-- Data shown follows --
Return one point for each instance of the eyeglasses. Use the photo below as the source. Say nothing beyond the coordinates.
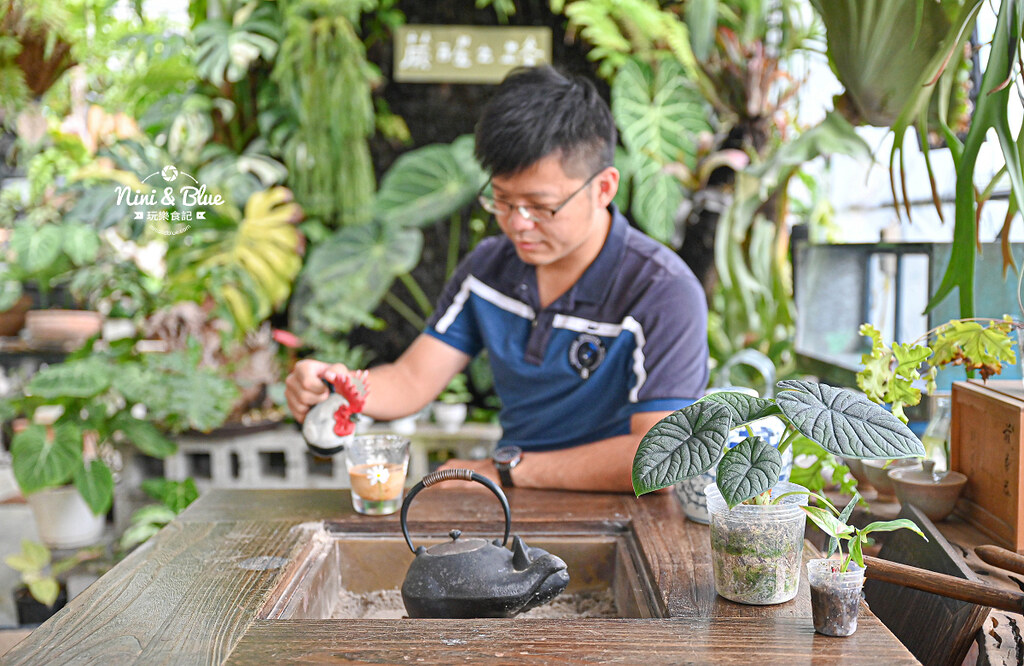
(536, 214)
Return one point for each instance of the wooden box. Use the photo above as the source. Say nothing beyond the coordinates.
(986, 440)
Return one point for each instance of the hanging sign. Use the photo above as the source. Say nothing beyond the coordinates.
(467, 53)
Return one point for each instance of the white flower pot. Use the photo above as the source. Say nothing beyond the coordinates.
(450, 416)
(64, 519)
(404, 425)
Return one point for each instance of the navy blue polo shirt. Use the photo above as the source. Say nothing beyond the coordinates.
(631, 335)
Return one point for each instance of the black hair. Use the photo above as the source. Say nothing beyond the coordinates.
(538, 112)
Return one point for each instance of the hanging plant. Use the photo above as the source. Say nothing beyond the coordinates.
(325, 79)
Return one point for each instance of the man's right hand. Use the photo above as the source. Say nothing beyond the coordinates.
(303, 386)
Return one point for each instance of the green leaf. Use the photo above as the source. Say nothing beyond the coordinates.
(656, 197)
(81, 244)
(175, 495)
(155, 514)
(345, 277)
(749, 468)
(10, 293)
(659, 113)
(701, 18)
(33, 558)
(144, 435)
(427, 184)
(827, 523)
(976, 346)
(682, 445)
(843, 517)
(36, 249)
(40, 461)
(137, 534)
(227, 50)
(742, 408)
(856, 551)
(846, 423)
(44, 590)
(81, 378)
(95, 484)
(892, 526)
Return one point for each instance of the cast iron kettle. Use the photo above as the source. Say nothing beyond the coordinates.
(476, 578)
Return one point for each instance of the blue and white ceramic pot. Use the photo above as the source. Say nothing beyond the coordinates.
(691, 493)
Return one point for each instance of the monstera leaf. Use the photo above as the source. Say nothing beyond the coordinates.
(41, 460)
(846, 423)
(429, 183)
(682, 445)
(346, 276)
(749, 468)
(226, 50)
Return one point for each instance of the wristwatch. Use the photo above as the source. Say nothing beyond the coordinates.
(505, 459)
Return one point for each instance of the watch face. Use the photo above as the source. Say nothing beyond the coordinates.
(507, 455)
-- Data shown concluded --
-- Data shown follows --
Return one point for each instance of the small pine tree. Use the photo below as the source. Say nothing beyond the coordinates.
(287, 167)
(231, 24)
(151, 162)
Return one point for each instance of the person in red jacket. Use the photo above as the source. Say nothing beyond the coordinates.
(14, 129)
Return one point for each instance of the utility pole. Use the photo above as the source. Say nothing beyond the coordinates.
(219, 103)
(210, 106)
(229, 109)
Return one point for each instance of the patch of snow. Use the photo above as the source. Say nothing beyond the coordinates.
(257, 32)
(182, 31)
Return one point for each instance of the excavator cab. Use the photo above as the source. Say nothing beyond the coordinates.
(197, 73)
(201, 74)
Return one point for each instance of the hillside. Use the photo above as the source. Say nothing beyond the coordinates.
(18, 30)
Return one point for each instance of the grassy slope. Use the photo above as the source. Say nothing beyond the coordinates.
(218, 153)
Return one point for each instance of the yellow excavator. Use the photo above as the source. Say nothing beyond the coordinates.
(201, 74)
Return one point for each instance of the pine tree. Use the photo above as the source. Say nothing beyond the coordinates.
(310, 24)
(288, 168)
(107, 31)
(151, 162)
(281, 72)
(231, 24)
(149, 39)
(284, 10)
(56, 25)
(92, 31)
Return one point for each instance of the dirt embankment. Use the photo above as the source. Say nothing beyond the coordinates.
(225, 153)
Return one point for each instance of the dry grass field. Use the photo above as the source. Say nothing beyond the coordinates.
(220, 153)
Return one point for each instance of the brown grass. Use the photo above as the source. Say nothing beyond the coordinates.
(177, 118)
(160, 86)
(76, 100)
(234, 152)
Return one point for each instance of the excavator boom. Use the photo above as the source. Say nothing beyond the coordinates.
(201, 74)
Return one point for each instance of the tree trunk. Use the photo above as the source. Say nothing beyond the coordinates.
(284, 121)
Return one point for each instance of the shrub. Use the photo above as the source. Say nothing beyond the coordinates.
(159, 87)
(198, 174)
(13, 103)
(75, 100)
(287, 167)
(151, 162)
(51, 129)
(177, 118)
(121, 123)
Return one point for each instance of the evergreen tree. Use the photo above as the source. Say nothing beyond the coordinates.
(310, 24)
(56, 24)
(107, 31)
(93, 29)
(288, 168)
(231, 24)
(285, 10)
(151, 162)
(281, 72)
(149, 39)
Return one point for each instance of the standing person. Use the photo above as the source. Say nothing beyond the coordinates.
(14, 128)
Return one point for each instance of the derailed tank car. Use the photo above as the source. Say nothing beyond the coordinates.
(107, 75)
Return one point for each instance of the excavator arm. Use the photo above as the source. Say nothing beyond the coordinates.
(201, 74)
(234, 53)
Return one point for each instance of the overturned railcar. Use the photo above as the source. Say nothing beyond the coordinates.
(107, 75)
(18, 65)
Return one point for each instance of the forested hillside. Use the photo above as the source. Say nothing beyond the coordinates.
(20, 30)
-- Data shown concluded --
-- Data shown follows --
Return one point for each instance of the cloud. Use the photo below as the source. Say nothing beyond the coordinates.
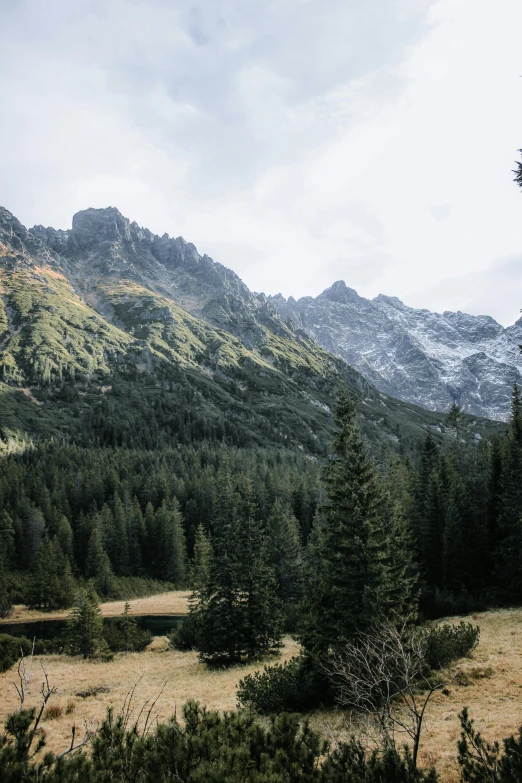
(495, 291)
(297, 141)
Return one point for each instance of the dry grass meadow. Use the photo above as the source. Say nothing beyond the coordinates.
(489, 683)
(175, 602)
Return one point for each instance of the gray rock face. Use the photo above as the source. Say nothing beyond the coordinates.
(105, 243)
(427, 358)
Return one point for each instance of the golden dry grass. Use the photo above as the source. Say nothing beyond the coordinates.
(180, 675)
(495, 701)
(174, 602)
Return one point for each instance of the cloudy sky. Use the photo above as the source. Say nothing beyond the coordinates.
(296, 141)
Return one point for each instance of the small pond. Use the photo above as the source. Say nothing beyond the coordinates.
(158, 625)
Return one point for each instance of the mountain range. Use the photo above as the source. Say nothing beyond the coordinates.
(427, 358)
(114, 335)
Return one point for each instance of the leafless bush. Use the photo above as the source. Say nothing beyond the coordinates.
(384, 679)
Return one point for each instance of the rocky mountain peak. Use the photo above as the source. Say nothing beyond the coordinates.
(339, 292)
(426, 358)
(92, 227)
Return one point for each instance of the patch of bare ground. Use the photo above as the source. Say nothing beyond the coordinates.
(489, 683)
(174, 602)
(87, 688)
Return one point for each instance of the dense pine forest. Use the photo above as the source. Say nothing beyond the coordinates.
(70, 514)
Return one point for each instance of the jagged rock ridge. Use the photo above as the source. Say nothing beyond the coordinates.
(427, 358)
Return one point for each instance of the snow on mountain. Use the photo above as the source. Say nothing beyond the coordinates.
-- Data shown concluded --
== Your assignment ==
Repeat exactly the lines above from the one with "Return one point for each instance of the dense" up to and including the one with "Return one point for each instance of the snow". No other line belongs in the reply.

== Your solution ==
Return one point for each instance of the dense pine forest. Use the photo above as the source. Say nothing beyond the coordinates.
(70, 514)
Return one point for each instance of the jagged rock ridge. Use the photo above as the source. Say nothing beyond the coordinates.
(427, 358)
Return one point for each instance of the snow on mountain. Use the photo above as the source. Say nothing beyond the coordinates.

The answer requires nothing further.